Count the lines in the records below that contain the word "flower". Give only the number.

--- BEGIN DATASET ROWS ---

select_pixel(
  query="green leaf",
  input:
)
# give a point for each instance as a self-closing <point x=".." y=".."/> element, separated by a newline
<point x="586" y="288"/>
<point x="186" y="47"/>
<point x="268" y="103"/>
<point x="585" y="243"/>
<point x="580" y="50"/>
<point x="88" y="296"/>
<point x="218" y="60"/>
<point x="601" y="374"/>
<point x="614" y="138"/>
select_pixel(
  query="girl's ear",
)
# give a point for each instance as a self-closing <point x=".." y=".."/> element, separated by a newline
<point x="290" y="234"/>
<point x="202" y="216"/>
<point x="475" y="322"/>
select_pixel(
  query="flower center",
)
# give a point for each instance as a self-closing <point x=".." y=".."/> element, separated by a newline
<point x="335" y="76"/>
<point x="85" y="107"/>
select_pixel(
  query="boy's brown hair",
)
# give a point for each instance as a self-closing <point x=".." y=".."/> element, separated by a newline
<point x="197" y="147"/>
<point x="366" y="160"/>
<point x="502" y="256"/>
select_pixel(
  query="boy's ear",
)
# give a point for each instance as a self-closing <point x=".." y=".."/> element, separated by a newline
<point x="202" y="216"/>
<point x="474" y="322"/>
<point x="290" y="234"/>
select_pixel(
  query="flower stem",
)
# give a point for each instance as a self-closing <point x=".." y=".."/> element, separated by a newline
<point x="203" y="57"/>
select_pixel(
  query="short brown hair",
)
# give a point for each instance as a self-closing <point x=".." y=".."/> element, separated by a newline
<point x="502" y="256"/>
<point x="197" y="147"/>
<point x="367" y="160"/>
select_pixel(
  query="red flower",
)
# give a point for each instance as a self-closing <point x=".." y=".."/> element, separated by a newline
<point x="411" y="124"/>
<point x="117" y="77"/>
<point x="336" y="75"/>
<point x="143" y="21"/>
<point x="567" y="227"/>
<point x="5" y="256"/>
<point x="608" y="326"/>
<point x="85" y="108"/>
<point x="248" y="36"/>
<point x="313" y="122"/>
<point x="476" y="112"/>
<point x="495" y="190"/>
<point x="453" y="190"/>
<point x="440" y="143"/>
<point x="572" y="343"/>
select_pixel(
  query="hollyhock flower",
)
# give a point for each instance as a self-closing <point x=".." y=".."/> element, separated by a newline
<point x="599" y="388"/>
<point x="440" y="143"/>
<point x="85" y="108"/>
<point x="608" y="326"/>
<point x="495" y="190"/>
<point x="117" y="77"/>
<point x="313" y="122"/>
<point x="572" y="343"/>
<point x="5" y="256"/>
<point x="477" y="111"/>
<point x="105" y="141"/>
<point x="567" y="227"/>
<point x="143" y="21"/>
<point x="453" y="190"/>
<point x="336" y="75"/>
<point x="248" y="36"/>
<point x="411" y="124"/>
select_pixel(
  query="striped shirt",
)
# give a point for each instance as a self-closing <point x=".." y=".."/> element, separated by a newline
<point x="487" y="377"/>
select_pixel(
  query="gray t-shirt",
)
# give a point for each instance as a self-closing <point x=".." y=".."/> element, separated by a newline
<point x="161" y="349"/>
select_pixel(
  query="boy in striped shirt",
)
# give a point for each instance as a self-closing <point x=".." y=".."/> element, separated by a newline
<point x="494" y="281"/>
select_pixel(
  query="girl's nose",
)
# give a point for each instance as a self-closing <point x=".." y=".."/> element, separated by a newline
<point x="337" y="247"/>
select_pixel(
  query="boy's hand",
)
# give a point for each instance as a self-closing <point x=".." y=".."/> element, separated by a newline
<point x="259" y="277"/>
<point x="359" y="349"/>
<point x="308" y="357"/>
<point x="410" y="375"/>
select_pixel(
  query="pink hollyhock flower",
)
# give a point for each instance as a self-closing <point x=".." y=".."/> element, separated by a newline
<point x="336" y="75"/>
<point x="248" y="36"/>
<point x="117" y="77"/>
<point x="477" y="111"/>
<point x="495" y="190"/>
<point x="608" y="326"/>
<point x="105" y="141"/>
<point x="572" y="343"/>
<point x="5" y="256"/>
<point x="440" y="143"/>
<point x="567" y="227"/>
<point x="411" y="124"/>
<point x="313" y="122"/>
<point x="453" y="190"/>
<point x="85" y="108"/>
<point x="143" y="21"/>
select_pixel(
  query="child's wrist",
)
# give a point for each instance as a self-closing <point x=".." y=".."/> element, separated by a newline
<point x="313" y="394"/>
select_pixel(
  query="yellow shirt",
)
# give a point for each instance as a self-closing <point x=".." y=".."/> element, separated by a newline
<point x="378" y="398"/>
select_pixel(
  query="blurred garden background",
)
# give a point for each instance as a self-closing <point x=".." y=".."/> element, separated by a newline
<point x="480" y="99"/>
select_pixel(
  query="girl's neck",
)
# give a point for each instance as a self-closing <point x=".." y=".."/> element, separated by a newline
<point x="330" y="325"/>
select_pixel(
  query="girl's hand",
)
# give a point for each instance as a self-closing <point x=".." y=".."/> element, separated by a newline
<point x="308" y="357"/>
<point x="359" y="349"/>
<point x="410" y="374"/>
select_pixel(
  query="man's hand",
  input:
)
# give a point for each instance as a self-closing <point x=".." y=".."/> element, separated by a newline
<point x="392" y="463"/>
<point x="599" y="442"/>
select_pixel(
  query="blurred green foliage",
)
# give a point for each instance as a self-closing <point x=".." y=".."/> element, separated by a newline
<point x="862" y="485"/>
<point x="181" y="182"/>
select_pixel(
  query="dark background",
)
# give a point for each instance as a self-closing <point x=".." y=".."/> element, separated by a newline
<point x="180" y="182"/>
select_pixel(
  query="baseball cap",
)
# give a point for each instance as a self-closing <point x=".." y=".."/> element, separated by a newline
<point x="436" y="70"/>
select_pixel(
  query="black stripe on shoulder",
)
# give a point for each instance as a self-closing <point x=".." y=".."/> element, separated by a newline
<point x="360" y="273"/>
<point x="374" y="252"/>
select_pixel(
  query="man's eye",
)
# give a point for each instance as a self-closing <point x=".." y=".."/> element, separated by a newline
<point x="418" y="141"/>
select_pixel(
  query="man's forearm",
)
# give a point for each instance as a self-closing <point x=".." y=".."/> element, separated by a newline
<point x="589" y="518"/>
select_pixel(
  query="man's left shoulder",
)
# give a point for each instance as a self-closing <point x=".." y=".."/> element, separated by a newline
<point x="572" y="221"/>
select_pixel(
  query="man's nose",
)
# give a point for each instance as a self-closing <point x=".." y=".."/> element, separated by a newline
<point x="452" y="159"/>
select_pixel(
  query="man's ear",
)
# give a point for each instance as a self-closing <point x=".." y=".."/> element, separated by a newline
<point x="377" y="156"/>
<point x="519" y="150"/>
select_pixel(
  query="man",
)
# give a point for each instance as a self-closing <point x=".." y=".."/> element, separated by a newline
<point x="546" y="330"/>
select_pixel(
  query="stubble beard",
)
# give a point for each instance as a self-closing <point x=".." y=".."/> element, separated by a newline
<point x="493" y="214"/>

--- END DATASET ROWS ---

- _THE RESPONSE_
5